# [WORK INSTRUCTIONS]
Produce word for word the lines of the data below running from the one that has "The prompts in" to the one that has "negative clicks: (3, 45)", inclusive, and no others.

┌──

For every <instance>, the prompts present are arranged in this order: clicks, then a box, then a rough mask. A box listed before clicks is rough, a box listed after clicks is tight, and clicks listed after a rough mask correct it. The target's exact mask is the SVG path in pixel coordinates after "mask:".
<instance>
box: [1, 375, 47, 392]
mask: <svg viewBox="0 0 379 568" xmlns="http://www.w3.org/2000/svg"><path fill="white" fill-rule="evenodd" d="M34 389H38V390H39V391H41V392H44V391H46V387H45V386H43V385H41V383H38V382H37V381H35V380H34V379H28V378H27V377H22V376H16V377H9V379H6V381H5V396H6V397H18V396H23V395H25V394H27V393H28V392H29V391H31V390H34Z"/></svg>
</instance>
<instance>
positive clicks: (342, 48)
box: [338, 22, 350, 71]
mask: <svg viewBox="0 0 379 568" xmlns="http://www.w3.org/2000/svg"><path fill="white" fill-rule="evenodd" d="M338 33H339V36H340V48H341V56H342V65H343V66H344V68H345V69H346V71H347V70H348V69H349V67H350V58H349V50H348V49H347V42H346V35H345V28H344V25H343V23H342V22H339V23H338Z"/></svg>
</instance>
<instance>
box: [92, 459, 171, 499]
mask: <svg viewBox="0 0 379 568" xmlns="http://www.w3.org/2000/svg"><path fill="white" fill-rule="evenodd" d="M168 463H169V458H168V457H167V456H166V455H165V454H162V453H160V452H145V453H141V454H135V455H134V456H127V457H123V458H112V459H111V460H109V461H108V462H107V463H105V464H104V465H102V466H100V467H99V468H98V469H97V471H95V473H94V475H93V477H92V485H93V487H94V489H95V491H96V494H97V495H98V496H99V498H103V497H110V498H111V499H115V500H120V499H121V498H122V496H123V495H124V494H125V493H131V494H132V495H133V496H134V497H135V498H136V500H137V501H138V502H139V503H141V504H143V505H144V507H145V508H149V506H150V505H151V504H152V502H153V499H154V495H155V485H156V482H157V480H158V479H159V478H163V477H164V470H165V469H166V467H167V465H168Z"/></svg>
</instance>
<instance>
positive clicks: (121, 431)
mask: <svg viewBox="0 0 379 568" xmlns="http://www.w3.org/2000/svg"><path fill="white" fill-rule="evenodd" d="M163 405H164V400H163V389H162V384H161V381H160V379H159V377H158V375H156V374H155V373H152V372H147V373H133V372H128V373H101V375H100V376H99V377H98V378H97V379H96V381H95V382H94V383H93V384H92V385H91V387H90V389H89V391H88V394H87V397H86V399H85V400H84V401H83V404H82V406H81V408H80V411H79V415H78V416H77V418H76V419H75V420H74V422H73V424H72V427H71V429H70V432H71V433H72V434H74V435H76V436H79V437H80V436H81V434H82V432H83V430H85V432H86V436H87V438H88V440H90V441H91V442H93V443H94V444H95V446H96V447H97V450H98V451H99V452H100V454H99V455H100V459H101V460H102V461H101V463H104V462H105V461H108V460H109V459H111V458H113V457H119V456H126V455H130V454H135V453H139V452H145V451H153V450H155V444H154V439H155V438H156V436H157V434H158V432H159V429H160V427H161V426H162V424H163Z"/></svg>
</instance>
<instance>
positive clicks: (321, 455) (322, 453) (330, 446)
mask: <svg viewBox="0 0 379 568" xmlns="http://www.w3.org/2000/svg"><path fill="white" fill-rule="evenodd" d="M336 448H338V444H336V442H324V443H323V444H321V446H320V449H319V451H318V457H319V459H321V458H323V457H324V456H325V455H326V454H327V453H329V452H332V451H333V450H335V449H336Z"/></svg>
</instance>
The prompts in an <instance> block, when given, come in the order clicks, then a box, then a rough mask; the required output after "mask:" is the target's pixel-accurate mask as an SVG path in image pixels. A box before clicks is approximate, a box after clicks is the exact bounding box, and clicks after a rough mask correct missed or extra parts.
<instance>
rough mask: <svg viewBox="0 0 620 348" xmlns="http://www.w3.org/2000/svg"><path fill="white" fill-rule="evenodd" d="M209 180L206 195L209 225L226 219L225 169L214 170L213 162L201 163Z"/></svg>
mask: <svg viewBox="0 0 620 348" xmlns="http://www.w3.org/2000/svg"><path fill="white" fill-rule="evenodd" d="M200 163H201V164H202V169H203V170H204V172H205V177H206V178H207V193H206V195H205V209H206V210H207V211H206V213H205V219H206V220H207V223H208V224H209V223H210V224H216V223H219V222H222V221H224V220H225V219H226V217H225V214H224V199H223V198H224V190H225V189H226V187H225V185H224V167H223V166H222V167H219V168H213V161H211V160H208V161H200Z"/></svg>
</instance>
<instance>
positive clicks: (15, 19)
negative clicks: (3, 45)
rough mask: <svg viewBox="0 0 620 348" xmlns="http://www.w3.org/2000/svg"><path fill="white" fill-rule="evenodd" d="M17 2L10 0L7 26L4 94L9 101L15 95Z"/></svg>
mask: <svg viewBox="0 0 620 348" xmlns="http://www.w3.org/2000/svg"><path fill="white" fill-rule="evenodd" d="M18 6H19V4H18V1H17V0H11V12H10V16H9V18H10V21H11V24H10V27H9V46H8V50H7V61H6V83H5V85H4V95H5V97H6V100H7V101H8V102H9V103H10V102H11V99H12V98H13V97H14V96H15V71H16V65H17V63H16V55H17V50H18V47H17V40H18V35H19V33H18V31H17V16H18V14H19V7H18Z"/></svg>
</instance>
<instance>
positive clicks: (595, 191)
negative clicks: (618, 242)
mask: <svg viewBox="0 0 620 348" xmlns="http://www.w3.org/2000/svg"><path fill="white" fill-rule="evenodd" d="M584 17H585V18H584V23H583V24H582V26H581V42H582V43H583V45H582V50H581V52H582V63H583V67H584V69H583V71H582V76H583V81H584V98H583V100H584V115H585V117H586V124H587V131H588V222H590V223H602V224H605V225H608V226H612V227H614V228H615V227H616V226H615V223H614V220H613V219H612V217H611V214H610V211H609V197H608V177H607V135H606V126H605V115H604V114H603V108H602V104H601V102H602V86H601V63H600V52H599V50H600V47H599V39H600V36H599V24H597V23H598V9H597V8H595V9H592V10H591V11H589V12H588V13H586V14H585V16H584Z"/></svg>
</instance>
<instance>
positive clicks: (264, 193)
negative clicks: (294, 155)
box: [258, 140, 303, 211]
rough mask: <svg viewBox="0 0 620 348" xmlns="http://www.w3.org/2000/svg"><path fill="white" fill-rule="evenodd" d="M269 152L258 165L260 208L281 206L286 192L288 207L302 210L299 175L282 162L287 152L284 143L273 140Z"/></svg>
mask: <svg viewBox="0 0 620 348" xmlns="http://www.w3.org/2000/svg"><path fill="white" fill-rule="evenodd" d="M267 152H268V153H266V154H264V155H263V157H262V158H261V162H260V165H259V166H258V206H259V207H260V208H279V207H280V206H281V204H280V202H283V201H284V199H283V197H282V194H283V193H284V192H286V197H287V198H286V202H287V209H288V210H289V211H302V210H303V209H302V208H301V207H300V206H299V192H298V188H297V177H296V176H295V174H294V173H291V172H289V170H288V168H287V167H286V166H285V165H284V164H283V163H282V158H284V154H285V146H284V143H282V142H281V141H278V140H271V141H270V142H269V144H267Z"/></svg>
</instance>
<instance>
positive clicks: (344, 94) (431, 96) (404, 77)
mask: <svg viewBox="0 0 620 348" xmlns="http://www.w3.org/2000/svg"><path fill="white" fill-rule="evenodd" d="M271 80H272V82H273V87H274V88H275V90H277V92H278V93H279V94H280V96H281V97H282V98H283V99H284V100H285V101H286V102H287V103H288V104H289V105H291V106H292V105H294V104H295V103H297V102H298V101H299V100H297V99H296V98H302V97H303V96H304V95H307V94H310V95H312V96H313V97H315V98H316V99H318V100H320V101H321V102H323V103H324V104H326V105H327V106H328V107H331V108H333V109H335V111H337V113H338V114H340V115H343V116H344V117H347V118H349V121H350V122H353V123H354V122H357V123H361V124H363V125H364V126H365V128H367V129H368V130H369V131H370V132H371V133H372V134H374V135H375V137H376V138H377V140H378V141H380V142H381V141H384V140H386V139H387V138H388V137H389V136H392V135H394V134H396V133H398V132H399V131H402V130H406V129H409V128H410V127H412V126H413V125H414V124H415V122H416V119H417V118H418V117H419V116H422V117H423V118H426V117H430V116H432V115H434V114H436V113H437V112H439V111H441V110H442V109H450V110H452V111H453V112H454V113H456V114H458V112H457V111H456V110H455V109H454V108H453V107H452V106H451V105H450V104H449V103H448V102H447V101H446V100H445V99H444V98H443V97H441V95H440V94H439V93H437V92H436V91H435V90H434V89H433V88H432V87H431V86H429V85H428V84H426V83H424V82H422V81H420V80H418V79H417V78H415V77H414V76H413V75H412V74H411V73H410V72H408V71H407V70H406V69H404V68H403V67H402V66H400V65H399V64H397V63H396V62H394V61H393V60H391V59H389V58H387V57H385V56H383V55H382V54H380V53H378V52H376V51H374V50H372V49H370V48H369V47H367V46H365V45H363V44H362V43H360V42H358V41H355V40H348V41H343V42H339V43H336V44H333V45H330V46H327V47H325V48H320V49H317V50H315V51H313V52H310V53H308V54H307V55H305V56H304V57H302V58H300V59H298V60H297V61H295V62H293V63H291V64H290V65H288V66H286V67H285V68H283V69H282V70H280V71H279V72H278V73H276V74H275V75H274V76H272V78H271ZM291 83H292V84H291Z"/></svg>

└──

# [SOLVED PROBLEM]
The prompts in an <instance> block, when given, come in the order clicks, then a box, then a rough mask; the required output after "mask:" is the target's pixel-accurate mask as an SVG path in image pixels. A box before clicks is approximate, a box after clicks is the exact bounding box, and clicks after a rough mask correct missed or extra parts.
<instance>
rough mask: <svg viewBox="0 0 620 348" xmlns="http://www.w3.org/2000/svg"><path fill="white" fill-rule="evenodd" d="M209 180L206 195L209 225L226 219L225 169L214 170L213 162L201 163Z"/></svg>
mask: <svg viewBox="0 0 620 348" xmlns="http://www.w3.org/2000/svg"><path fill="white" fill-rule="evenodd" d="M200 163H201V164H202V169H203V170H204V172H205V177H206V178H207V193H206V195H205V209H206V210H207V211H206V213H205V219H206V220H207V223H208V224H209V223H210V224H216V223H219V222H222V221H224V220H225V219H226V217H225V214H224V199H223V198H224V190H225V189H226V187H225V185H224V167H223V166H222V167H219V168H213V161H211V160H208V161H200Z"/></svg>
</instance>
<instance>
positive clicks: (15, 19)
negative clicks: (3, 45)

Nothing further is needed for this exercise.